This is taken from Dummit & Foote, chapter 15.2, exercise 5. I am only quoting the part I am currently having trouble with:
If $I = (xy,(x-y)z)$ is an ideal in $k[x,y,z]$ where $k$ is a field, then $\operatorname{rad} I = (xy,xz,yz)$.
I have been able to show that $(xy,xz,yz) \subseteq \operatorname{rad}I$, but I am having trouble showing that $\operatorname{rad}I \subseteq (xy,xz,yz)$.
I want to show that if $r \in k[x,y,z]$ is such that $r^n \in (xy,(x-y)z)$ for some $n \in \mathbb{Z}^+$, then $r \in (xy,xz,yz)$. Clearly we have $r^n = r_1(xy)+r_2((x-y)z) = r_1(xy)+r_2(xz)-r_2(yz)$ for $r_1,r_2 \in k[x,y,z]$.

To do:
1 - Translate this sentence from the post on the radical of an ideal into Spanish: "I have been able to show that $(xy,xz,yz) \subseteq \operatorname{rad}I$, but I am having trouble showing that $\operatorname{rad}I \subseteq (xy,xz,yz)$."
2 - In the post on the radical of an ideal, list every generator of the ideal that is claimed to equal $\operatorname{rad} I$.
The lines after the post on the radical of an ideal are not needed.

Supplied material:

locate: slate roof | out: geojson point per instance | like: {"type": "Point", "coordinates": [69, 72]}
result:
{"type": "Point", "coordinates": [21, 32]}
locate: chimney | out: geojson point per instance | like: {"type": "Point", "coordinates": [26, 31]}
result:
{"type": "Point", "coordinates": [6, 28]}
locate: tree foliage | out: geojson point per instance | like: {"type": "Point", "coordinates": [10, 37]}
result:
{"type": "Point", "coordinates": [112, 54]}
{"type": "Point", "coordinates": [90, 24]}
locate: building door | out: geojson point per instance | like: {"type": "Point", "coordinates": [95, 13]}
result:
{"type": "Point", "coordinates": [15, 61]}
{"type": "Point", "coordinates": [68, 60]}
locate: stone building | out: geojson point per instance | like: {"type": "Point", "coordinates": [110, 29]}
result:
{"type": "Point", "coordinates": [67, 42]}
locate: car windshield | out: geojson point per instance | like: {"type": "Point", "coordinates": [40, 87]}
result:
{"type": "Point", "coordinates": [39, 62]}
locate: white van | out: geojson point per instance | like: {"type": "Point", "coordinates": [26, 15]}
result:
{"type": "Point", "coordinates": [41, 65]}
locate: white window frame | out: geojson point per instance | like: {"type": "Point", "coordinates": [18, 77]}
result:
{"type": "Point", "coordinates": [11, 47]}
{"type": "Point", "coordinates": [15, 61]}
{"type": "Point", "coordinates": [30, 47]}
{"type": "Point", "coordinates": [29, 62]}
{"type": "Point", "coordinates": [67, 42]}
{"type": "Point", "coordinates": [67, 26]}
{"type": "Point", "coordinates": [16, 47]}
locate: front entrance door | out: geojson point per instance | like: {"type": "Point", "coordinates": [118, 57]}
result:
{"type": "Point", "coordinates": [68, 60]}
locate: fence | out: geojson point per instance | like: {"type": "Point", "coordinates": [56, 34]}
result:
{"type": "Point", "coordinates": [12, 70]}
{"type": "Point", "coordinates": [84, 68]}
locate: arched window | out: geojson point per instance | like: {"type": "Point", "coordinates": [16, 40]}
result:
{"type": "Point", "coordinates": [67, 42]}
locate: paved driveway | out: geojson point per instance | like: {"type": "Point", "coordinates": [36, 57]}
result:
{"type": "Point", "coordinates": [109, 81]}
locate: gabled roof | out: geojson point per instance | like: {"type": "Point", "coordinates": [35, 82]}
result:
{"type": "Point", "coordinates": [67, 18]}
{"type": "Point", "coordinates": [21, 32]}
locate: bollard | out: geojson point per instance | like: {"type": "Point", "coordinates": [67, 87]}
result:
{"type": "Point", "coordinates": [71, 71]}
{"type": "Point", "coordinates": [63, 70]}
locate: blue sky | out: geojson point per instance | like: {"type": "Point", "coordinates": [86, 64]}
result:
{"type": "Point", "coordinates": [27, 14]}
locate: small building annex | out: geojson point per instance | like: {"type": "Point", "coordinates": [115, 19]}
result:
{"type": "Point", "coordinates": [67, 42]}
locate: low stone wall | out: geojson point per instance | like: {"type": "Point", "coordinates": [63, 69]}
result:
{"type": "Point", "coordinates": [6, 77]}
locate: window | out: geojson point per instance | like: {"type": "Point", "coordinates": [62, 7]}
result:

Exercise results:
1 - He podido demostrar que $(xy,xz,yz) \subseteq \operatorname{rad}I$, pero tengo dificultades para demostrar que $\operatorname{rad}I \subseteq (xy,xz,yz)$.

2 - $xy$, $xz$, $yz$